(Supplied material):

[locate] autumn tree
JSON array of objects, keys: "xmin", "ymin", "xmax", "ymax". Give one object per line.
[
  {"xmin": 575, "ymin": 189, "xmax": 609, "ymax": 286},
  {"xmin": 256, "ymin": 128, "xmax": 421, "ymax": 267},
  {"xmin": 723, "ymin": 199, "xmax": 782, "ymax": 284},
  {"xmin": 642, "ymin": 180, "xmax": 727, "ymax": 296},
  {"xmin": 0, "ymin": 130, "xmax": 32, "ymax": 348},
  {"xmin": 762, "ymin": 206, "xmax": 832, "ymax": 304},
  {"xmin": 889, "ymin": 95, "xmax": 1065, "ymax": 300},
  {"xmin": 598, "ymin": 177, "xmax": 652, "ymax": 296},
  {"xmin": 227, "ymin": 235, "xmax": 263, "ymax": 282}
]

(Task statement):
Each record above should be returned exactly as written.

(Expected output):
[locate] autumn tree
JSON array of objects, keys: "xmin", "ymin", "xmax", "ymax". Give one object per line.
[
  {"xmin": 575, "ymin": 189, "xmax": 609, "ymax": 286},
  {"xmin": 256, "ymin": 128, "xmax": 421, "ymax": 267},
  {"xmin": 723, "ymin": 199, "xmax": 782, "ymax": 284},
  {"xmin": 642, "ymin": 180, "xmax": 727, "ymax": 296},
  {"xmin": 0, "ymin": 130, "xmax": 32, "ymax": 348},
  {"xmin": 762, "ymin": 206, "xmax": 832, "ymax": 304},
  {"xmin": 889, "ymin": 95, "xmax": 1065, "ymax": 300},
  {"xmin": 598, "ymin": 177, "xmax": 652, "ymax": 296},
  {"xmin": 227, "ymin": 235, "xmax": 263, "ymax": 282}
]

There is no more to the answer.